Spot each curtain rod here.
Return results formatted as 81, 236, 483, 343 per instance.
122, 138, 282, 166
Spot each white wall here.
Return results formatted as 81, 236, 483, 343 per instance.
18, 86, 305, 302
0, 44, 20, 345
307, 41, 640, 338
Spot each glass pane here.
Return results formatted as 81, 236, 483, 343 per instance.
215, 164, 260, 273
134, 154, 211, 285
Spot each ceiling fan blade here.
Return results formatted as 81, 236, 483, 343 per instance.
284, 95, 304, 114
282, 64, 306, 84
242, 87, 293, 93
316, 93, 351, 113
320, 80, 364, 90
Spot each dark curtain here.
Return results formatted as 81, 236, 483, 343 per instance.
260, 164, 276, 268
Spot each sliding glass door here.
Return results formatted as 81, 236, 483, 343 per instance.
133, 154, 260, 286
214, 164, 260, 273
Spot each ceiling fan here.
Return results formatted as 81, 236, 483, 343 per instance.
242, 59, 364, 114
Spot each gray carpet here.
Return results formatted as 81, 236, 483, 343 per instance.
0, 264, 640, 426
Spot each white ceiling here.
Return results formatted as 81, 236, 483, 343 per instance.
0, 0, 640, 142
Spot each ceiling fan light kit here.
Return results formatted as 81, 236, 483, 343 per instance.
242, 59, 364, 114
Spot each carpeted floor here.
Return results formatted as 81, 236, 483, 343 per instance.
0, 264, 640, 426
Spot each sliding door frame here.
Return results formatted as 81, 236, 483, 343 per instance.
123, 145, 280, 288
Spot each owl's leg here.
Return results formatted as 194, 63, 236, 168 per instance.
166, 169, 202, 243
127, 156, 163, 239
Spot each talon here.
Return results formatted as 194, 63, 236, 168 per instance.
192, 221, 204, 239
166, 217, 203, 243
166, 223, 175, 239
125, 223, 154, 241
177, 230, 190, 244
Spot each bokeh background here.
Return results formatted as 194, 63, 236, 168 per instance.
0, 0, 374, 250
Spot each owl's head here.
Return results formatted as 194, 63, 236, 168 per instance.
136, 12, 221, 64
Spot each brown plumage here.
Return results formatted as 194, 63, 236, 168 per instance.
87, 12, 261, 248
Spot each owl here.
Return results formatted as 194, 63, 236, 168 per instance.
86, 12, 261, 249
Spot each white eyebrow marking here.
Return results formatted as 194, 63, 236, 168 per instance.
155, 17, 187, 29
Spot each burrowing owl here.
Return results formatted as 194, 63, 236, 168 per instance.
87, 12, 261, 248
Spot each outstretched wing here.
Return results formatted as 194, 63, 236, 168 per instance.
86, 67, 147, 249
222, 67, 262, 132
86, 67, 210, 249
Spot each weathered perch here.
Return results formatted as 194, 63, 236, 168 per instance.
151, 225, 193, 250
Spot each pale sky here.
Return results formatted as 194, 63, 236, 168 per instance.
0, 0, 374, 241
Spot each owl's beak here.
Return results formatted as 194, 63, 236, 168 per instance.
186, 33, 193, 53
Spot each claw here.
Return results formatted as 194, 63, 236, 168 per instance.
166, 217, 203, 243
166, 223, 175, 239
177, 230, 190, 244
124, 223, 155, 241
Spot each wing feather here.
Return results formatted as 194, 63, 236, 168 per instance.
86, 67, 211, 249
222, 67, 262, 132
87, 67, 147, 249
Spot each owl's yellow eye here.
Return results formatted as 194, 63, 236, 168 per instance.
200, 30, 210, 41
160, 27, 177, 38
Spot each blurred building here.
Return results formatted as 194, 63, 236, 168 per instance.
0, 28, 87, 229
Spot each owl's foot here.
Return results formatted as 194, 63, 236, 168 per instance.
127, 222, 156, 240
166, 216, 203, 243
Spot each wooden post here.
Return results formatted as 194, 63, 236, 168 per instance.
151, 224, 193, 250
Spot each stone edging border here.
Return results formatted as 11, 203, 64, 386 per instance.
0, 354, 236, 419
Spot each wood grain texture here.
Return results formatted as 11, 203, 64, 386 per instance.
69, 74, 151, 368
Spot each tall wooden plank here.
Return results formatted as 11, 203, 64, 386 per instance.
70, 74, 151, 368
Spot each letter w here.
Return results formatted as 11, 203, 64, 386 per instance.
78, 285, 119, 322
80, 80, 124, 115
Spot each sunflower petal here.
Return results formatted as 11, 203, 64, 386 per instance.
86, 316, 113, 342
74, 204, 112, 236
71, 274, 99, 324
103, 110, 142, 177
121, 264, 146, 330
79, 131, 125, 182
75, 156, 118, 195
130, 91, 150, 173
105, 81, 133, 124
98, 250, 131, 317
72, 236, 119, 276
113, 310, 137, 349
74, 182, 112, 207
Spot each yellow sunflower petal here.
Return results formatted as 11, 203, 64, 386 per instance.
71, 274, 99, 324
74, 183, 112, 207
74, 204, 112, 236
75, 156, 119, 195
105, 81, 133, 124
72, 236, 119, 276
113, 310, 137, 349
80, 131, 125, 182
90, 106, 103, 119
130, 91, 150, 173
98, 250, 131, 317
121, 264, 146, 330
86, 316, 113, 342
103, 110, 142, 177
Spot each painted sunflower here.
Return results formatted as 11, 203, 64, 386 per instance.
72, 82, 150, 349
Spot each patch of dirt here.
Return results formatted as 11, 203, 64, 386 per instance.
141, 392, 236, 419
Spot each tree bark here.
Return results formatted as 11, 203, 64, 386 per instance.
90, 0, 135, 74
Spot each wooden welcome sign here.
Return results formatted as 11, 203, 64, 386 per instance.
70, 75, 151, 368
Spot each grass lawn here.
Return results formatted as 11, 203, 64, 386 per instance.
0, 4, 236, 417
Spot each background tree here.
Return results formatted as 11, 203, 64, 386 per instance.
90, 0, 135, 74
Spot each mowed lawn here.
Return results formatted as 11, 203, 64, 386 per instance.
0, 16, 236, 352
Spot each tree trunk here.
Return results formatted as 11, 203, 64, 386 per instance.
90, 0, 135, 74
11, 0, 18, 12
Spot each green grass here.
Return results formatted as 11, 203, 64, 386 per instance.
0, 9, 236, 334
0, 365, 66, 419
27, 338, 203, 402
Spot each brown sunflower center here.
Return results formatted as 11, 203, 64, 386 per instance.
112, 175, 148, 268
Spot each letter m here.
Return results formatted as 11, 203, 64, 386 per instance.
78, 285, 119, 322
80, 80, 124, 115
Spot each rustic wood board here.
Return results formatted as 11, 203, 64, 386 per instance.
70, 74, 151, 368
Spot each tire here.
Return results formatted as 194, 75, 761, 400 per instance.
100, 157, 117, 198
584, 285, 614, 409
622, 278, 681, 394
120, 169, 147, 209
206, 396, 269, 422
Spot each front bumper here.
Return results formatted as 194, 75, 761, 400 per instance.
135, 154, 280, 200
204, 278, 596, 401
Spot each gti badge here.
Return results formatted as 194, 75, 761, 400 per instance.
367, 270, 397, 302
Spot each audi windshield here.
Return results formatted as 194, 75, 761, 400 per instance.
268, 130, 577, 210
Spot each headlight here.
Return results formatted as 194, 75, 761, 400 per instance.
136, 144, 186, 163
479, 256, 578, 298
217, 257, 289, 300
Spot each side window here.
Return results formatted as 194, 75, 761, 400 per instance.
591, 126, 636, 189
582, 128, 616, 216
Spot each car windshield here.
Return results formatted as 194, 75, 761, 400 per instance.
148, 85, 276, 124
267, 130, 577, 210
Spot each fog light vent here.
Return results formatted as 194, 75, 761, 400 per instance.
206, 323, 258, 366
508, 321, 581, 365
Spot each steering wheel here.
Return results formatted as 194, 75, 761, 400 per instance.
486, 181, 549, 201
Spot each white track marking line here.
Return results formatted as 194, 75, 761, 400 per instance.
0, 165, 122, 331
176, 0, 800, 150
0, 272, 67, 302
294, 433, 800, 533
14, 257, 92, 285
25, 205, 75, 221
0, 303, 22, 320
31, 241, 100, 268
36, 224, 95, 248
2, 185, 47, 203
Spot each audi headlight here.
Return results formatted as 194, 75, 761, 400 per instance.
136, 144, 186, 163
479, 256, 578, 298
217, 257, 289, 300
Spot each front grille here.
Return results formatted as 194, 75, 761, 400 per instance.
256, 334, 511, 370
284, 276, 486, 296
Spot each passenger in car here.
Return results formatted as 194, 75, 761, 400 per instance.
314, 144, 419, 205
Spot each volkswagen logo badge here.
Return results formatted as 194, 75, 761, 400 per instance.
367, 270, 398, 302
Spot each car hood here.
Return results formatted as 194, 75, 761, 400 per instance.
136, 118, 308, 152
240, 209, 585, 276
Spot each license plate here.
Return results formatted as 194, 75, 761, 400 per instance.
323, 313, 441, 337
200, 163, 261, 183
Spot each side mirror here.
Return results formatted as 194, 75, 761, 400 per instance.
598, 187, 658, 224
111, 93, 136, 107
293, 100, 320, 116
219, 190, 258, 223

→ Task:
Please lay out the records as a Markdown table with the columns Row and Record line, starting at the line that contains "Spot each license plate here." and ending at the last line of the records, both included. Number each row and leave out blank lines.

→ Written reply:
| Row | Record line |
|---|---|
| 1 | Spot each license plate here. |
| 2 | Return results formatted as 194, 75, 761, 400 per instance. |
| 3 | 323, 313, 441, 337 |
| 4 | 200, 163, 261, 183 |
| 5 | Spot each side mirror here. |
| 6 | Return results formatted as 194, 75, 761, 400 per instance. |
| 7 | 598, 187, 658, 224 |
| 8 | 111, 93, 136, 107 |
| 9 | 293, 100, 320, 116 |
| 10 | 219, 190, 258, 223 |